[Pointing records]
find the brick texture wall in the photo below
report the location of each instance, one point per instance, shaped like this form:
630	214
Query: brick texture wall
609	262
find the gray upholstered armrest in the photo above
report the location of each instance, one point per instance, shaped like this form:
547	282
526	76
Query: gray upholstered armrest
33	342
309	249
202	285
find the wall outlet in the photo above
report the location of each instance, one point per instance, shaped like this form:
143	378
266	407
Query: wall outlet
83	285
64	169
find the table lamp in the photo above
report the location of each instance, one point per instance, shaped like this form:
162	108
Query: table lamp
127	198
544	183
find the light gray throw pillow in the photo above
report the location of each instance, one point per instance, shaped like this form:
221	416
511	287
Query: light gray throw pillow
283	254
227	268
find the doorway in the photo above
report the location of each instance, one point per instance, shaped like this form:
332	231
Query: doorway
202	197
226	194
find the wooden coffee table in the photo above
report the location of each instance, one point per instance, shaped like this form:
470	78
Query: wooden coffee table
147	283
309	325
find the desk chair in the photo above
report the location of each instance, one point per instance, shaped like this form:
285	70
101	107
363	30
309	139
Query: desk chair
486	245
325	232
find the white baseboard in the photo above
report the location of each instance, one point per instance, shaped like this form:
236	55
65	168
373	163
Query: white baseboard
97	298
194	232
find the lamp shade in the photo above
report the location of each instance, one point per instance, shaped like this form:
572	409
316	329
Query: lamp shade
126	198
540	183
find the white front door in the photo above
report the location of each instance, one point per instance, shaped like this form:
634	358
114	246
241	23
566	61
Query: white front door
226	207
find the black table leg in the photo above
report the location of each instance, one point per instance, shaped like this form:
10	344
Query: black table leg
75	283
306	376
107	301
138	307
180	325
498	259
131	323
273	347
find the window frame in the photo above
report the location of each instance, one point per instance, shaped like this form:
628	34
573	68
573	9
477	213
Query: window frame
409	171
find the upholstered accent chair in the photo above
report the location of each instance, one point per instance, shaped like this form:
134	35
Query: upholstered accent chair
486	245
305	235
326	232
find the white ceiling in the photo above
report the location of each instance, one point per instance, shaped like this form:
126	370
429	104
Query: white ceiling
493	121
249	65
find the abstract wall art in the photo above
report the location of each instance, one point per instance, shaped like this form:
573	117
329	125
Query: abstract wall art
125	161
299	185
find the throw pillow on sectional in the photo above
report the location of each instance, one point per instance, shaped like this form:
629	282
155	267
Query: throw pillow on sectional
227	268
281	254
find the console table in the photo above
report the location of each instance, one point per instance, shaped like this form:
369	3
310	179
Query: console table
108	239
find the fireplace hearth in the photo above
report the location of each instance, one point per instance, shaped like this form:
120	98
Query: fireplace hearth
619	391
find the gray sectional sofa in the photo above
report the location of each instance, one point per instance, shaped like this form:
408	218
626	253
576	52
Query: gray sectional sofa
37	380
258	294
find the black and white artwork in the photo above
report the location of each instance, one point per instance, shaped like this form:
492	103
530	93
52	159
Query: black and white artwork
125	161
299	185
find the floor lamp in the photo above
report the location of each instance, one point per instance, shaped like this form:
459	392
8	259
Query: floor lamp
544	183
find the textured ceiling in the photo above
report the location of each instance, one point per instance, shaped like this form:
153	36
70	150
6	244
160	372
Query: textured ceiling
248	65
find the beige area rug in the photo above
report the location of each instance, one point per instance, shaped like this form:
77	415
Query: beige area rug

# GIVEN INSTRUCTION
Restate word for word the lines from the one holding "find the console table in the photo above" to the end of the listing, both ends included, and nothing more.

# RESULT OF THE EXERCISE
find the console table in the photo above
report the location of each instance, one point per instance, shaped like this form:
369	3
310	179
Query: console table
108	239
find the fireplace hearth in the photo above
report the location of each instance, one point per instance, shaped like this form:
120	98
Query: fireplace hearth
619	391
find the gray sectional sofa in the photo above
report the location of each instance, one point per instance, shaped like this form:
408	218
626	253
576	52
Query: gray sectional sofa
37	380
258	294
find the black and white artwork in the photo above
report the location of each instance, one point per instance, shaped like this form:
492	103
530	93
52	159
Query: black and white artwork
125	161
299	185
find the floor lamp in the photo above
report the location of each instance, one point per instance, shaped like this form:
459	392
8	259
Query: floor lamp
544	183
find the textured ceiling in the photo above
report the location of each instance, one point per instance, shaped like this form:
153	36
70	150
6	244
160	372
Query: textured ceiling
248	65
find the beige area rug in the photo above
report the location of each instance, one point per instance, shaped like this form:
77	415
Query: beige area rug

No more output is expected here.